Required work: In the article below about Daniel Dromm's 2017 City Council calendar, condense the paragraph beginning "From information remaining" into a short bulleted list that keeps its main facts.

Text extract:
Daniel Dromm’s 2017 City Council calendar reveals meetings with special interests, but redactions stand out

Appointments and meetings, including with companies doing business with the City, don’t show what was discussed

By Progress New York Staff

Progress New York is publishing the 2017 official calendar for New York City Councilmember Daniel Dromm (D-Jackson Heights), which was obtained under the State’s Freedom of Information Law, or FOIL. The calendar was redacted by City Council staff before its release.

The FOIL Request was filed by, and the FOIL Response was obtained by, Progress Queens, an affiliate of Progress New York.

From information remaining on the redacted records, it was possible to determine that Councilmember Dromm was scheduled to meet with representatives of Taser International on Jan. 26, 2017, for example. Taser had hired at least two lobbying firms, Kostelanetz & Fink, LLP and Patrick B. Jenkins & Associates, to pressure the City of New York to win control of a body camera contract from the New York Police Department. Less than two weeks after Councilmember Dromm was scheduled to meet with representatives of Taser, the New York Times published a report, revealing that the NYPD’s body camera contract, which had been awarded to a company named Vievu, was under investigation by law enforcement authorities. Taser faced financial pressures to win control of the contract ; the value of Taser’s common shares collapsed by 14 per cent. on the day news was released that it had lost the contract to Vievu, according to a report broadcast by the cable business new channel CNBC. It is not clear whether Councilmember Dromm was aware that the NYPD’s body camera contract was about to face an initial disapproval by Comptroller Scott Stringer (D-New York City). According to online records, Taser was lobbying both the agency investigating the body camera contract and the Office of the Comptroller. One year after the lobbying meeting, Taser, operating under a new name, acquired Vievu for its valuable contracts, according to a follow-up CNBC report. For this report, Councilmember Dromm did not answer an interview request.

Information supplied:
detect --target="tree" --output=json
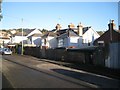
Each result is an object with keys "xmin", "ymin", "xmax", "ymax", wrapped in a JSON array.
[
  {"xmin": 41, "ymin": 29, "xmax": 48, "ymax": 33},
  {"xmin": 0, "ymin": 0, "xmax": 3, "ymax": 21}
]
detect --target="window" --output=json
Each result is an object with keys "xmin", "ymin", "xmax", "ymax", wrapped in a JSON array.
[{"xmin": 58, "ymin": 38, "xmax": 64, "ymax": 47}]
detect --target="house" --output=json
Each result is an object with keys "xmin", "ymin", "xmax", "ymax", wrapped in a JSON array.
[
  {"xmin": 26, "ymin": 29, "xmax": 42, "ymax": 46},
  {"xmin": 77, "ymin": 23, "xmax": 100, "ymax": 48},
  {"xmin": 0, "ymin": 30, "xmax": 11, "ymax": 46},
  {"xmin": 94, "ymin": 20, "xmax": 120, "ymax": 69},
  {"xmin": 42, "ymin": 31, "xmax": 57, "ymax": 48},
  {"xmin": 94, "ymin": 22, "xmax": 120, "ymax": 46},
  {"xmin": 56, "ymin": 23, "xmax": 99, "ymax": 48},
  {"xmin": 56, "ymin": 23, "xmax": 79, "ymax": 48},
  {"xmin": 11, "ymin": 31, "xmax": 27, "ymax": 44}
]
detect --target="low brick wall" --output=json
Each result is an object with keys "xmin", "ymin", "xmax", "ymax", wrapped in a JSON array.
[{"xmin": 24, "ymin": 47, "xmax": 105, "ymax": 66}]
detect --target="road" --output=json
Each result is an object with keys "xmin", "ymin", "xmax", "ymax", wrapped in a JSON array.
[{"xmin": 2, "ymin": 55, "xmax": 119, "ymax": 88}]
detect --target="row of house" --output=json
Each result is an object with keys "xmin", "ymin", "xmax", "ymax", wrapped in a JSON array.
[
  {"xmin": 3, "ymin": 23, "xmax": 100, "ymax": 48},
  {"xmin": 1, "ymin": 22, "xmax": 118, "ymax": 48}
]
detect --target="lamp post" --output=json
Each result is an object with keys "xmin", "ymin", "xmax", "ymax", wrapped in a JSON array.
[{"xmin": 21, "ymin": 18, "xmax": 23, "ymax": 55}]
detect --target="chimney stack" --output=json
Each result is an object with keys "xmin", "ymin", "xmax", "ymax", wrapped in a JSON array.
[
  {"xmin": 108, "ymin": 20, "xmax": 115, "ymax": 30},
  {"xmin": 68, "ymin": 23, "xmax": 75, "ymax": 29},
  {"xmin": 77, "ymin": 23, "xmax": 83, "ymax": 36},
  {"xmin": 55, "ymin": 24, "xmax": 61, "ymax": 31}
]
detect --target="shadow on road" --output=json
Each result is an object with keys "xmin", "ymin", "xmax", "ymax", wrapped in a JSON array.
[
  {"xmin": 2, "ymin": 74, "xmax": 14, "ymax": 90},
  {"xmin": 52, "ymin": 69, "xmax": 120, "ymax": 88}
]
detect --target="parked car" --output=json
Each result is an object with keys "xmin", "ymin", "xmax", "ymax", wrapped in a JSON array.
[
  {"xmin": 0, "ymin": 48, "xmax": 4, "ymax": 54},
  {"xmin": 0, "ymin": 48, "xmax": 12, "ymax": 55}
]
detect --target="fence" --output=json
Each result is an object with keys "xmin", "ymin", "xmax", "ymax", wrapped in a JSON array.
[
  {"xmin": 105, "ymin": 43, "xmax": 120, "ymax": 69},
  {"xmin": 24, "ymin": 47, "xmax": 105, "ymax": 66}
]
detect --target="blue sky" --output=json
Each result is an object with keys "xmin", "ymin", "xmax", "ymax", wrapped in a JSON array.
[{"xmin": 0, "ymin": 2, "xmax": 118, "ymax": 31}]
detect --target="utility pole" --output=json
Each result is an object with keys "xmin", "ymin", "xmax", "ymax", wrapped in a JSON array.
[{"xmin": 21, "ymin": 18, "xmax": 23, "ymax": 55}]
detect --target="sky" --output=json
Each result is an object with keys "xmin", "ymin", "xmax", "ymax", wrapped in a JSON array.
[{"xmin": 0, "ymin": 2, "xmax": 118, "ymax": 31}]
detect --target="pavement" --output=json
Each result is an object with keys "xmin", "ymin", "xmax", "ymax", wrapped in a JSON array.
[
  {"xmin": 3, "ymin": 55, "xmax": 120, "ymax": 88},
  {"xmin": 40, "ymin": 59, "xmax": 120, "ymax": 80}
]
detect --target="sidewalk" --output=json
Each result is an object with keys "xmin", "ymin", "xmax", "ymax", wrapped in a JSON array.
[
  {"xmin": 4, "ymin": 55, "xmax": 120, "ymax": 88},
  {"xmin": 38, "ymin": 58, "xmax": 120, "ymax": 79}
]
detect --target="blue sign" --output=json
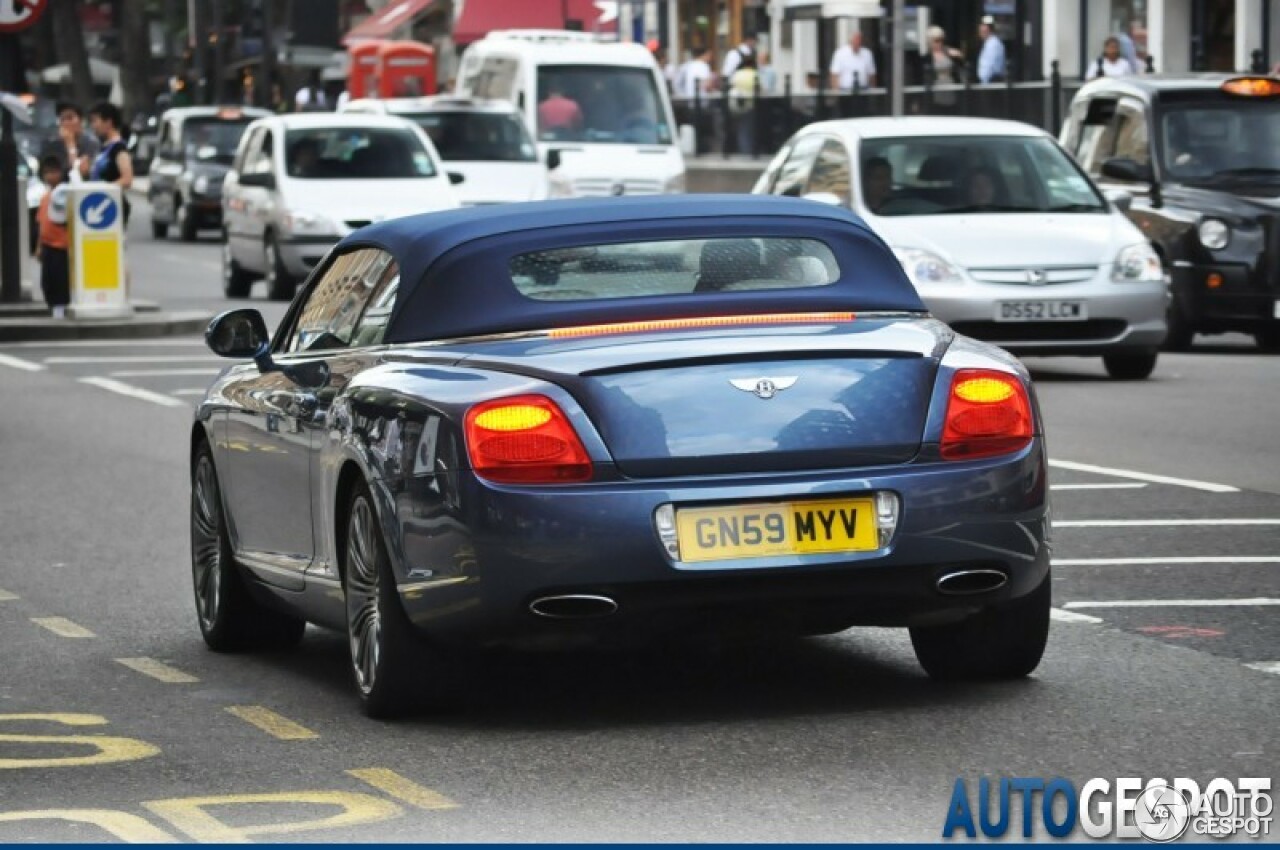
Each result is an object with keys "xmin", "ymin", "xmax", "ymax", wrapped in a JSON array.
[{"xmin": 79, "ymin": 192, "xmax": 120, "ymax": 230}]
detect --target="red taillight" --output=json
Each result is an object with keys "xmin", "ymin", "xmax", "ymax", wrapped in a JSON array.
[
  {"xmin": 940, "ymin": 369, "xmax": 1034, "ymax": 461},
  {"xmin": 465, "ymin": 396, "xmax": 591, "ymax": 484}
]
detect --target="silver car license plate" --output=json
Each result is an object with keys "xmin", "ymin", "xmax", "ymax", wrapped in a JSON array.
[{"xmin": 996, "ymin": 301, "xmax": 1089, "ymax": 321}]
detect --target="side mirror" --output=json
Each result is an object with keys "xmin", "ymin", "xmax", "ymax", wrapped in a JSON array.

Exercise answer:
- The redacted calendar shows Councilmember Dromm was scheduled to meet with Taser International representatives on Jan. 26, 2017.
- Taser had hired at least two lobbying firms, Kostelanetz & Fink, LLP and Patrick B. Jenkins & Associates, to pressure the City to win control of the NYPD's body camera contract.
- Less than two weeks after the scheduled meeting, the New York Times reported that the contract, awarded to Vievu, was under investigation by law enforcement authorities.
- According to CNBC, Taser's common shares fell 14 percent on the day news broke that it had lost the contract to Vievu.
- It is unclear whether Dromm knew the contract was about to face an initial disapproval by Comptroller Scott Stringer.
- Online records show Taser lobbied both the investigating agency and the Office of the Comptroller.
- According to a follow-up CNBC report, Taser, under a new name, acquired Vievu for its valuable contracts one year after the meeting.
- Dromm did not answer an interview request for the report.